** Quoted passage **
Content starts
I’m thankful for today. I’m thankful for family, friends, health and home. I’m thankful I’m an American. (Claudia Jensen)

Old friends — and there is double meaning to that. Friendships that go back more than half a century are indeed special. I am also thankful to have spent the second part of my childhood and a significant part of my adult life in a place with so much beauty, along with such wonderful local resources and history. And I am thankful to have had so many wonderful and special teachers and coaches, like Jack Finn at Coleytown Junior High School, who gave a late bloomer like me a chance to blossom and pursue my passion. (Fred Cantor) 

The 1966 Coleytown Junior High School soccer team. Fred Cantor is in the 2nd row, 2nd from left (white shirt); coach Jack Finn is in back.

I’m thinking a lot about how good my life is. A childhood friend just died of a brain tumor. I think about how random it is to get sick, and die. No guarantee for longevity. I have my health, my family, many activities that I enjoy, a satisfying volunteer life. I can’t think of anything that I need or want. I try to help those less fortunate. So my Thanksgiving is a day to reflect, and be grateful for all the blessings in my life (Jalna Jaeger)

For many years I walked most mornings with a close friend, at Old Mill Beach. I’m grateful for all my years in Westport, for the many friends I made, and for the wonderful school system and great teachers. About 3 years ago I was struck with a lung illness that changed my life in a flash. I’m now on oxygen 24/7, and spend most of my time at home. I’m grateful my condo has no steps, and that I have a nice-sized patio. I’m grateful I can have outdoor visitors 8 months a year. Some friends even visit in the winter. I’m grateful for my 2 air purifiers with HIPA filters. I went through a period of denial (believing I would get better), mourning, and am now working on acceptance. I miss traveling home to see childhood friends. I am so grateful that friends and neighbors still stop by to visit. I’m grateful to my part-time helpers, and all the delicious healthy food I can order from The Pantry. Also on my gratitude list are my reflexologist and Pilates/gyrotonic teacher. who come to my home to work with me. (Anonymous)
Content ends
Can you reproduce word for word the part of the Thanksgiving reflections that begins with "The 1966 Coleytown" and ends with "my life (Jalna Jaeger)"?

** Provided information **
Content starts
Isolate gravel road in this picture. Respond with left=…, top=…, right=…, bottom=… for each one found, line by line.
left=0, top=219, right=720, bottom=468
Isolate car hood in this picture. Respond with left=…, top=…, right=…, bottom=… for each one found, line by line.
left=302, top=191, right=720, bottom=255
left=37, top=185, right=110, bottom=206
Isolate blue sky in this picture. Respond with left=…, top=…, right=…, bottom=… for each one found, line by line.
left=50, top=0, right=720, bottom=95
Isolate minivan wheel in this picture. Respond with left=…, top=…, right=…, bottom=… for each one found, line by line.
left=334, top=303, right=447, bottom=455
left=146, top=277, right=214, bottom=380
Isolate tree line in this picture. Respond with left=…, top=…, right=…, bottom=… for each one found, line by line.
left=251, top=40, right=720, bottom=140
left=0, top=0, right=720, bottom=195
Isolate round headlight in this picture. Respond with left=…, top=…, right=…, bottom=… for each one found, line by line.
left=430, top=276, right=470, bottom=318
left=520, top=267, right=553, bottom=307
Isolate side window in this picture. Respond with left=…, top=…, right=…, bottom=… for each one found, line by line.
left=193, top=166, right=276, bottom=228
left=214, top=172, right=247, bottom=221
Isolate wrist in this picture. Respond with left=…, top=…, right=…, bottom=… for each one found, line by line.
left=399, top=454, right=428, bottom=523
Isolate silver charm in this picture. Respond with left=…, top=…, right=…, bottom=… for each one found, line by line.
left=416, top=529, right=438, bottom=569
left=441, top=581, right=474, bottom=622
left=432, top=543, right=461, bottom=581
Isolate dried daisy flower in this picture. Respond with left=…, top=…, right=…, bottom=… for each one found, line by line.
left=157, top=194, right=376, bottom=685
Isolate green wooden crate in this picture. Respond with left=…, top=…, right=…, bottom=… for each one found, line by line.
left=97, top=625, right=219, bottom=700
Content ends
** Exercise response **
The 1966 Coleytown Junior High School soccer team. Fred Cantor is in the 2nd row, 2nd from left (white shirt); coach Jack Finn is in back.

I’m thinking a lot about how good my life is. A childhood friend just died of a brain tumor. I think about how random it is to get sick, and die. No guarantee for longevity. I have my health, my family, many activities that I enjoy, a satisfying volunteer life. I can’t think of anything that I need or want. I try to help those less fortunate. So my Thanksgiving is a day to reflect, and be grateful for all the blessings in my life (Jalna Jaeger)